Saved data entries —

==*==

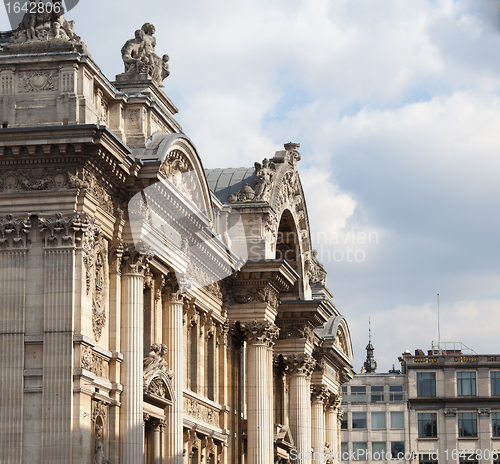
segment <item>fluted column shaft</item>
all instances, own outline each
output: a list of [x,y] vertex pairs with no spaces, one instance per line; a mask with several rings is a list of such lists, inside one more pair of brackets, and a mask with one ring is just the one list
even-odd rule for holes
[[248,342],[248,464],[272,464],[272,346],[279,329],[256,321],[241,327]]
[[309,379],[306,374],[296,372],[290,377],[290,431],[297,453],[311,451],[311,422]]
[[161,425],[158,424],[153,433],[153,463],[162,464],[161,457]]
[[164,295],[163,301],[163,340],[168,346],[167,362],[174,372],[172,386],[174,389],[174,404],[167,408],[166,424],[166,456],[171,464],[182,464],[183,434],[182,416],[184,411],[184,350],[182,325],[182,300],[179,295]]
[[330,455],[335,458],[337,455],[337,410],[328,407],[325,412],[326,421],[326,441],[330,444]]
[[122,276],[122,462],[144,461],[143,276]]
[[324,401],[328,392],[323,385],[314,385],[311,392],[311,441],[314,464],[323,464],[325,450],[325,413]]
[[[290,372],[290,431],[295,441],[298,462],[311,451],[311,356],[285,357]],[[302,459],[301,459],[302,458]]]

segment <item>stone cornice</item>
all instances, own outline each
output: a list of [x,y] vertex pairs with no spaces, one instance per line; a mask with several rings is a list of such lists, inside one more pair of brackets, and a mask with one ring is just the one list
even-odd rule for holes
[[0,129],[0,146],[0,169],[83,164],[90,156],[117,186],[123,186],[139,168],[130,149],[106,126],[95,124]]
[[281,300],[276,323],[284,328],[297,324],[314,328],[323,325],[331,315],[325,300]]

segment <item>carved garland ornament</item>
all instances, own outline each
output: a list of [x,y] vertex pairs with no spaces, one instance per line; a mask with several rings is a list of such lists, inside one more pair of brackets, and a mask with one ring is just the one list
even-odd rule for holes
[[20,92],[43,92],[59,90],[59,71],[25,71],[19,76]]

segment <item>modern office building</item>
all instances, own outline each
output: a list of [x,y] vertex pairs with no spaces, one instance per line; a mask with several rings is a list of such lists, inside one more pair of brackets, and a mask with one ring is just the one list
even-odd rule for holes
[[363,372],[342,387],[342,461],[389,462],[409,449],[405,376],[377,373],[369,341]]
[[500,462],[500,355],[457,343],[400,359],[418,461]]

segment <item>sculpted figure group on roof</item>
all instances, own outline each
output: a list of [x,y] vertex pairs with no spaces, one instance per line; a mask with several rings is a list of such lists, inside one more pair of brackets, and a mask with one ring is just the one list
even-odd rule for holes
[[155,27],[146,23],[135,31],[135,38],[127,40],[122,48],[122,58],[126,74],[147,74],[161,84],[170,75],[168,55],[160,58],[155,53]]
[[18,28],[14,31],[12,42],[24,43],[38,40],[76,40],[74,21],[66,21],[64,7],[60,1],[29,2]]

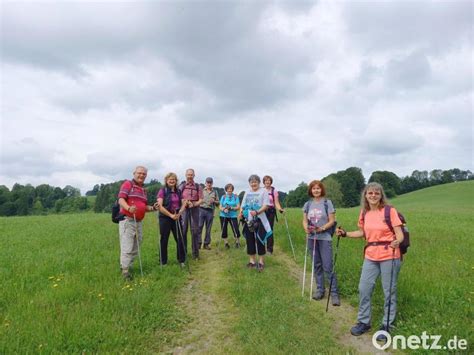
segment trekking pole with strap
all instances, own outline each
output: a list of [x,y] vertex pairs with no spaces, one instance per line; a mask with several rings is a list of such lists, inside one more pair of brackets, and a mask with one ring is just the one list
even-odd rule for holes
[[339,250],[339,240],[341,240],[340,235],[337,236],[336,252],[334,253],[334,263],[332,264],[331,281],[329,282],[328,301],[326,302],[326,312],[328,311],[328,308],[329,308],[329,297],[331,297],[332,282],[334,280],[334,273],[336,272],[336,262],[337,262],[337,252]]
[[288,227],[288,220],[286,219],[285,213],[283,213],[283,218],[285,219],[286,232],[288,233],[288,240],[290,241],[291,251],[293,252],[293,259],[296,261],[295,248],[293,248],[293,242],[290,236],[290,228]]
[[306,259],[308,256],[308,236],[305,238],[305,248],[304,248],[304,266],[303,266],[303,287],[301,290],[301,297],[304,297],[304,285],[306,283]]
[[316,238],[313,239],[313,262],[311,264],[311,287],[309,291],[309,300],[311,301],[311,298],[313,297],[313,282],[314,282],[314,259],[316,255]]
[[186,268],[188,269],[188,272],[191,273],[191,268],[189,266],[189,261],[188,261],[188,251],[186,250],[186,245],[184,245],[183,229],[181,228],[180,218],[181,218],[181,213],[179,214],[178,219],[175,221],[176,222],[176,233],[178,233],[178,242],[181,241],[181,247],[183,248],[184,264],[186,265]]
[[[229,223],[230,223],[230,228],[232,229],[232,233],[234,233],[234,239],[237,239],[237,232],[235,231],[234,223],[232,223],[232,218],[230,218],[230,217],[229,217]],[[239,242],[239,244],[240,244],[240,242]]]
[[387,310],[387,332],[390,332],[390,307],[392,305],[392,285],[393,285],[393,269],[395,268],[395,248],[392,252],[392,268],[390,270],[390,289],[388,294],[388,310]]
[[140,253],[140,241],[138,240],[138,223],[137,223],[137,217],[135,216],[135,213],[133,214],[133,220],[135,221],[135,239],[137,241],[138,261],[140,262],[140,274],[143,277],[142,256]]
[[253,232],[253,237],[255,238],[255,261],[256,261],[255,266],[256,266],[257,271],[259,271],[260,270],[260,262],[258,260],[259,255],[258,255],[258,244],[257,244],[258,243],[258,240],[257,240],[258,231]]

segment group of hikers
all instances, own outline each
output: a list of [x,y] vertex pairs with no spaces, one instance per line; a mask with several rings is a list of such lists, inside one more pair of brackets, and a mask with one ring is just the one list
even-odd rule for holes
[[[147,194],[144,190],[146,177],[147,169],[137,166],[133,172],[133,179],[126,180],[118,193],[120,213],[123,215],[119,222],[119,234],[120,265],[124,279],[132,278],[130,269],[134,258],[139,255],[142,241],[142,220],[146,212],[153,211],[158,211],[160,265],[168,263],[170,233],[176,242],[177,259],[182,267],[185,267],[188,261],[188,229],[191,231],[193,259],[199,259],[200,249],[210,250],[214,211],[218,208],[221,237],[225,248],[230,248],[229,225],[235,239],[235,247],[240,248],[239,221],[241,221],[249,256],[246,266],[258,271],[264,270],[265,255],[273,254],[273,226],[275,218],[278,218],[277,212],[285,213],[280,204],[278,191],[272,186],[271,176],[264,176],[261,186],[260,177],[250,175],[249,187],[240,201],[231,183],[225,186],[225,194],[219,198],[213,188],[211,177],[206,178],[205,186],[202,188],[194,181],[194,169],[186,170],[186,180],[180,184],[177,175],[170,172],[166,174],[164,186],[158,191],[153,205],[147,203]],[[354,231],[345,231],[342,227],[335,228],[336,210],[332,201],[326,198],[325,187],[321,181],[311,181],[308,185],[308,197],[308,202],[303,206],[302,224],[306,234],[306,253],[312,258],[312,278],[314,277],[316,283],[312,299],[321,300],[325,297],[325,281],[327,281],[330,285],[328,302],[330,297],[333,306],[341,304],[337,276],[334,272],[333,235],[338,238],[365,238],[364,262],[359,282],[359,312],[357,324],[351,328],[351,334],[358,336],[371,329],[371,297],[379,276],[385,296],[384,318],[380,329],[390,332],[396,314],[396,286],[401,266],[399,246],[404,235],[403,223],[396,209],[387,205],[383,187],[375,182],[365,186],[361,193],[358,229]],[[311,282],[312,285],[313,280]],[[386,335],[382,332],[377,340],[387,341]]]

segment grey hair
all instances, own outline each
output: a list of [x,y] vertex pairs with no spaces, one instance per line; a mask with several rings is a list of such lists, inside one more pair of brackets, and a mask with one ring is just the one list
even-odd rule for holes
[[257,181],[260,183],[260,176],[258,176],[257,174],[252,174],[249,176],[249,182],[250,181]]

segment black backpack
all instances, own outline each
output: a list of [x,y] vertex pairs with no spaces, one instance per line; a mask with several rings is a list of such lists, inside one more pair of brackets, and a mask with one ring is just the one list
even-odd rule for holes
[[[329,212],[328,212],[328,200],[325,198],[324,199],[324,209],[326,210],[326,216],[328,217],[329,220]],[[331,237],[334,235],[336,232],[336,227],[337,227],[337,221],[334,221],[333,225],[328,228],[327,232],[331,234]]]
[[[132,188],[130,189],[130,192],[133,191],[133,181],[132,183]],[[125,215],[120,213],[120,204],[119,204],[119,199],[116,199],[114,204],[112,205],[112,222],[114,223],[119,223],[120,221],[123,221],[125,219]]]
[[[168,211],[170,211],[169,206],[171,204],[171,193],[172,193],[172,191],[169,187],[164,187],[164,189],[165,189],[165,196],[163,197],[163,205],[162,206],[164,208],[166,208]],[[178,194],[178,196],[179,196],[179,207],[181,207],[181,193],[182,192],[179,188],[176,188],[175,193]],[[170,211],[170,212],[174,213],[175,211]],[[160,215],[161,214],[162,213],[160,212]]]
[[115,200],[112,205],[112,222],[119,223],[125,219],[125,215],[120,213],[120,204],[118,200]]

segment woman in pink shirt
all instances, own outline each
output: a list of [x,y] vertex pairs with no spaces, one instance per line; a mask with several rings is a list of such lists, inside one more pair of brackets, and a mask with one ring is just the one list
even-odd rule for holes
[[[352,335],[361,335],[371,328],[371,297],[375,282],[381,276],[385,296],[384,318],[380,330],[390,332],[397,308],[397,278],[400,271],[400,243],[403,241],[402,222],[395,208],[390,207],[393,232],[385,223],[387,198],[382,185],[371,182],[362,191],[359,229],[346,232],[338,228],[342,237],[366,239],[364,264],[359,281],[359,313],[357,324],[351,328]],[[389,311],[390,308],[390,311]],[[389,314],[390,313],[390,314]],[[384,334],[377,341],[387,341]]]

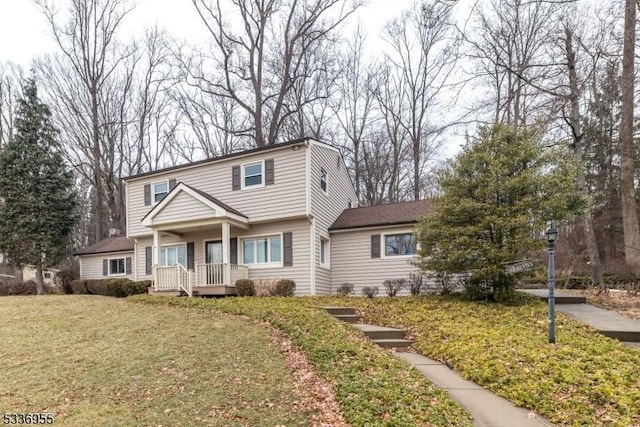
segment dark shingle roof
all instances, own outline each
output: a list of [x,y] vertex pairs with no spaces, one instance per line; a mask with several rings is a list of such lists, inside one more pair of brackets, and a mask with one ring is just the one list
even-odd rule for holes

==*==

Task — Looking at the records above, how many lines contain "group"? Answer with the number alone.

Task answer — 2